What is expected: Beginning with the line that contains "Target object: patterned", repeat each line exactly through the end of the listing below. Pictures stay out.

━━━

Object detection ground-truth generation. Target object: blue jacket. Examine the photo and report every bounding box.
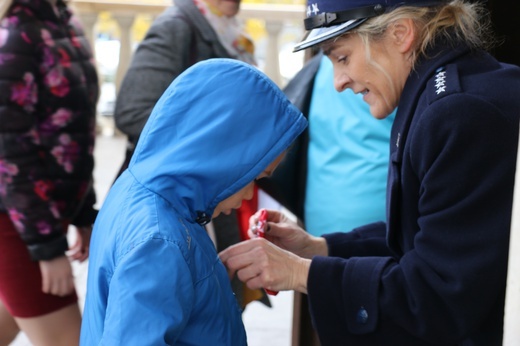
[80,59,307,345]
[307,42,520,345]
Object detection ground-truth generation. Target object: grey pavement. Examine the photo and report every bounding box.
[10,133,293,346]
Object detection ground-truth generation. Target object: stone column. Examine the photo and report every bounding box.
[76,12,98,54]
[111,14,135,94]
[264,20,283,87]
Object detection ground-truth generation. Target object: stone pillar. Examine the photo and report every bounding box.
[76,12,98,54]
[111,14,135,94]
[264,20,283,87]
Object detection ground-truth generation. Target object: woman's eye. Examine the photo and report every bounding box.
[337,56,348,64]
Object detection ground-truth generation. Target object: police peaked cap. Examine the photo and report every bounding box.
[294,0,450,52]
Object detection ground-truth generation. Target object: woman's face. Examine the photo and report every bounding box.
[205,0,241,17]
[322,30,412,119]
[212,152,286,218]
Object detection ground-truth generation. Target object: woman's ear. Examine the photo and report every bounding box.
[390,18,416,54]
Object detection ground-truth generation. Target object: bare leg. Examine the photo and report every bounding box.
[0,301,19,346]
[15,303,81,346]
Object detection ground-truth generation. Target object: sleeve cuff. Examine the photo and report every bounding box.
[308,256,391,335]
[27,235,69,261]
[72,207,98,227]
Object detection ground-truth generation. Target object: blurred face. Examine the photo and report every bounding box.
[205,0,241,17]
[212,152,286,218]
[322,30,412,119]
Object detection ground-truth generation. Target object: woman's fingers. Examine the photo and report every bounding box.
[220,238,297,291]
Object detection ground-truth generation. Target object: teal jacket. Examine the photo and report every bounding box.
[80,59,307,345]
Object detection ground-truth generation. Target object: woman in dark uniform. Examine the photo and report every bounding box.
[220,0,520,344]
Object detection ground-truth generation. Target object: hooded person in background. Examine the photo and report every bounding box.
[80,59,307,345]
[220,0,520,344]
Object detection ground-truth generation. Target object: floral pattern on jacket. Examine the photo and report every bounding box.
[0,0,99,261]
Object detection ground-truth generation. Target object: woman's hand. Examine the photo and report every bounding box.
[39,256,75,296]
[248,209,328,259]
[219,237,312,294]
[220,209,329,294]
[67,225,92,262]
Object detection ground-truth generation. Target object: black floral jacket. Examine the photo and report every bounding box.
[0,0,99,260]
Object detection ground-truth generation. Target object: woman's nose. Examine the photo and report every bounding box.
[334,72,351,92]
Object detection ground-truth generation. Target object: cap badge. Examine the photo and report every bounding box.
[307,3,320,17]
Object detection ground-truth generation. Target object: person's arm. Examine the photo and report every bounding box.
[70,183,98,227]
[114,14,196,142]
[101,238,194,344]
[220,209,389,292]
[323,221,391,257]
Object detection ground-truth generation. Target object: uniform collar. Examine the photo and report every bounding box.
[390,39,472,160]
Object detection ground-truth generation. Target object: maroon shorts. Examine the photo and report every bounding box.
[0,213,77,318]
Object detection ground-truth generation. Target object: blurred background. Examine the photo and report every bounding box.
[69,0,307,135]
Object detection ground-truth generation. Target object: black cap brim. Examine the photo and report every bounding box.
[293,18,367,52]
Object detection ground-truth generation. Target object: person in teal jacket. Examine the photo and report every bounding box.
[80,59,307,345]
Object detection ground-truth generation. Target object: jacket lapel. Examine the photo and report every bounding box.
[385,43,471,255]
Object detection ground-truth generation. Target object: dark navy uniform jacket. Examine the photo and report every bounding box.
[307,39,520,345]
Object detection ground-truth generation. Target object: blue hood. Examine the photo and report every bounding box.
[128,58,307,223]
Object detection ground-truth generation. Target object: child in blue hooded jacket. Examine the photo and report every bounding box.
[80,58,307,345]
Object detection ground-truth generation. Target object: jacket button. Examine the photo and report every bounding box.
[356,307,368,324]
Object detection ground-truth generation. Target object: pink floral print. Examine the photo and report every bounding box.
[0,53,14,65]
[1,16,19,28]
[41,28,54,47]
[41,108,72,132]
[51,134,79,173]
[58,48,71,67]
[21,32,31,44]
[34,180,54,201]
[49,201,62,219]
[0,28,8,47]
[8,208,25,232]
[36,221,52,235]
[51,107,73,125]
[0,160,19,195]
[11,72,37,112]
[42,46,56,69]
[26,128,41,145]
[45,67,70,97]
[69,29,81,48]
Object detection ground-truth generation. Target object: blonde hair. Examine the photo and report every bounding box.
[353,0,493,67]
[0,0,13,20]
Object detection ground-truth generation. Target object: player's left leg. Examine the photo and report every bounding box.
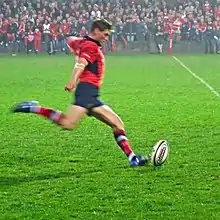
[91,105,147,167]
[11,101,87,130]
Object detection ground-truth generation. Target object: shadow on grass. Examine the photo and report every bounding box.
[0,169,104,186]
[0,160,155,186]
[0,164,146,186]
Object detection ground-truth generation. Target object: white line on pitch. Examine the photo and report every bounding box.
[172,56,220,98]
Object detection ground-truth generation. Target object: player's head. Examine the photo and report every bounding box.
[91,19,113,43]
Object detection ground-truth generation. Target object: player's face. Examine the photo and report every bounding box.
[96,29,111,43]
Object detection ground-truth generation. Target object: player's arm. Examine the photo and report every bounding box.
[66,36,78,55]
[65,57,88,92]
[65,43,97,92]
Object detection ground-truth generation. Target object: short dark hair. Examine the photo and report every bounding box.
[91,19,113,32]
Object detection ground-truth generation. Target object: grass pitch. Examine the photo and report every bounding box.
[0,54,220,220]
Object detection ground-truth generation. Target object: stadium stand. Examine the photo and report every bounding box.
[0,0,220,55]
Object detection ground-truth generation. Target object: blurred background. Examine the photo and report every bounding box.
[0,0,220,55]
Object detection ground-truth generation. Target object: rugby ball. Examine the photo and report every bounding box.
[150,140,169,167]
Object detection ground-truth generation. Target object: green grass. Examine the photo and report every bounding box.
[0,54,220,220]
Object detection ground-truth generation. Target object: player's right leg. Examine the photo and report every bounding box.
[11,101,87,130]
[91,105,147,167]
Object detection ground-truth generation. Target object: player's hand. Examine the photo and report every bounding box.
[64,83,75,92]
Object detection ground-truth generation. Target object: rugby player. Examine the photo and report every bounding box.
[12,19,148,167]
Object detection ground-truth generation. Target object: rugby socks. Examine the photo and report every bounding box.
[114,129,136,161]
[29,106,66,125]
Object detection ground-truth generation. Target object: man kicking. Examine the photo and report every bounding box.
[12,19,149,167]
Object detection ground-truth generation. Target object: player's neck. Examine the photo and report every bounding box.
[88,34,100,43]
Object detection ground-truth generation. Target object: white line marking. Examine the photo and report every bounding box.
[172,56,220,98]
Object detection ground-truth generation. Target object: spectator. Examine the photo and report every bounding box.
[42,19,50,52]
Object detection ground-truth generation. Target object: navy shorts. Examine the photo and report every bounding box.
[73,82,104,115]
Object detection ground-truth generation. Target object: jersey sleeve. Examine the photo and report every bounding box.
[79,42,98,64]
[67,37,82,56]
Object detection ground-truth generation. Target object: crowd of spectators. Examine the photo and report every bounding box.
[1,0,220,55]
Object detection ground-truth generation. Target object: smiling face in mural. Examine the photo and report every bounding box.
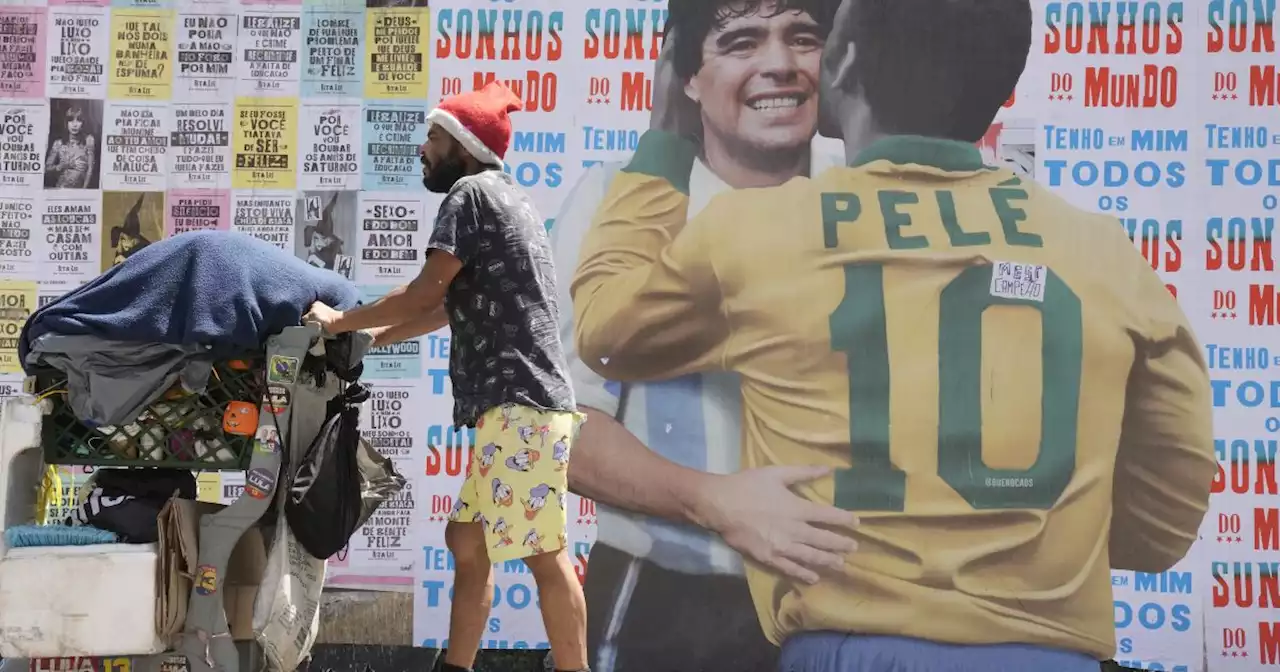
[683,1,825,157]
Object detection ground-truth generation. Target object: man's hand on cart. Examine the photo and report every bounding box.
[303,301,343,334]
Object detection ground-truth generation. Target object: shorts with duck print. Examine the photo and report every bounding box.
[448,403,585,563]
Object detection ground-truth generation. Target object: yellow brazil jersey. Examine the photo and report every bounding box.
[570,131,1215,659]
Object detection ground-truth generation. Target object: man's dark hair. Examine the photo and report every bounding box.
[838,0,1031,143]
[666,0,838,82]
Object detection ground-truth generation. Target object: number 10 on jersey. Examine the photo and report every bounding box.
[829,262,1083,512]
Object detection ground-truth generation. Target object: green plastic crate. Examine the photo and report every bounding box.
[33,357,266,470]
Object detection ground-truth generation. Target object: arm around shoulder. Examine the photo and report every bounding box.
[1110,273,1215,572]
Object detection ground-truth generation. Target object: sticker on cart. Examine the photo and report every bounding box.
[196,565,218,595]
[245,467,276,499]
[264,385,291,415]
[222,400,259,436]
[254,425,281,454]
[161,655,191,672]
[267,355,300,384]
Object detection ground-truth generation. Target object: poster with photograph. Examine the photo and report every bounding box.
[165,188,228,236]
[169,102,231,189]
[43,98,102,190]
[102,100,170,191]
[99,189,162,271]
[0,7,49,100]
[174,12,235,101]
[236,9,301,98]
[230,189,293,250]
[293,189,355,278]
[299,102,360,190]
[47,7,110,99]
[0,103,49,191]
[39,190,100,286]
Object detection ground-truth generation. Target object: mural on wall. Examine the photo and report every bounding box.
[5,1,1275,671]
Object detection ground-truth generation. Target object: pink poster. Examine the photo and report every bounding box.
[0,8,48,99]
[164,189,230,238]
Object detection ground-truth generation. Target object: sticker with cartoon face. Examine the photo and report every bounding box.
[516,421,552,446]
[491,478,513,507]
[551,435,570,471]
[196,565,217,595]
[478,442,503,476]
[492,517,513,548]
[504,446,540,472]
[521,483,558,521]
[523,529,546,553]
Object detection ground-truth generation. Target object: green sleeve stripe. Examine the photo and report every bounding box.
[621,130,697,196]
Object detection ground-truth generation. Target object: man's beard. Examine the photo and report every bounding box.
[422,151,469,192]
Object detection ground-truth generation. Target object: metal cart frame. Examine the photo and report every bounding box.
[1,325,363,672]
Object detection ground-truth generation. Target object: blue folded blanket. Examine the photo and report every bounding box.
[21,230,361,368]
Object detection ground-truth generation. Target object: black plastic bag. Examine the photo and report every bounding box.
[285,380,406,559]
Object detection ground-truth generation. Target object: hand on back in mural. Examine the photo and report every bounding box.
[695,465,861,585]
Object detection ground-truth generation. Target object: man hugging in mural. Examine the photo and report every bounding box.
[553,1,844,670]
[568,0,1216,671]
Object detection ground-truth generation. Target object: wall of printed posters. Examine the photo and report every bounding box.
[1,0,1277,670]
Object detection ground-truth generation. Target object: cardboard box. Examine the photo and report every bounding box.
[156,497,266,643]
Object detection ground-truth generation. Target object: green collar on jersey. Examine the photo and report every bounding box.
[852,135,984,172]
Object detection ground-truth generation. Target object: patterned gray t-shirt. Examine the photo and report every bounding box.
[426,169,576,428]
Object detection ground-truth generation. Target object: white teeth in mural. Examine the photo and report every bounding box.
[748,96,803,111]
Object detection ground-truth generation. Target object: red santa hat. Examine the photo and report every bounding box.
[426,82,524,167]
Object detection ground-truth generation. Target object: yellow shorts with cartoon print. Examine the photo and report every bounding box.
[448,403,584,564]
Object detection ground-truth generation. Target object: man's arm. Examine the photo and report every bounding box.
[1109,264,1215,573]
[572,130,730,382]
[567,405,707,520]
[553,163,706,515]
[367,306,448,347]
[568,405,857,583]
[323,186,475,334]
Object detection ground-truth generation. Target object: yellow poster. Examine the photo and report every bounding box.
[232,97,298,190]
[363,8,429,99]
[108,10,176,101]
[0,280,36,374]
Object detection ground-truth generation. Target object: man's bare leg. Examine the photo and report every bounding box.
[442,521,494,669]
[524,548,588,670]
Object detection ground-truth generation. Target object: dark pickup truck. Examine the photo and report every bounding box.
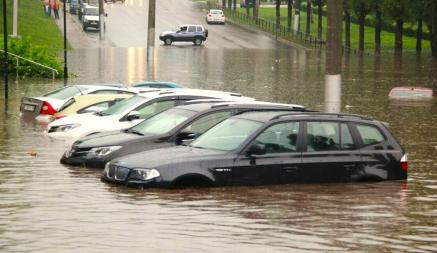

━━━

Solution:
Object detection ground-truth generation. Target object: patterned gray t-shirt. Examine the photo and report every bounding box.
[426,169,576,428]
Object detection ground-truth generation. Target object: white teeth in mural. Examine the photo and report every bounding box.
[748,96,803,111]
Object detection ground-truth generation. Target object: red santa hat. Examine the photo and report every bounding box.
[426,82,524,167]
Object detection ground-truth generation. Target object: yellow shorts with cartoon print. Examine the photo and report every bounding box.
[448,403,584,564]
Object detection ground-truth generation. Target object: man's arm. Examine the photo and report every bounding box.
[1109,264,1215,573]
[572,130,730,382]
[567,405,707,520]
[553,163,706,515]
[367,306,448,347]
[568,405,857,583]
[323,186,475,334]
Object detection ground-truth generation. Target object: yellow poster. Examine the photo and report every bounding box.
[232,97,298,190]
[363,8,429,99]
[108,10,176,101]
[0,280,36,374]
Object detection ground-truth generation. Target object: man's bare leg. Examine the photo and report every bounding box.
[442,521,494,669]
[524,548,588,670]
Object detection ground-truth generation. Target object: dark pickup truck. Examine the photo and report every bounding box.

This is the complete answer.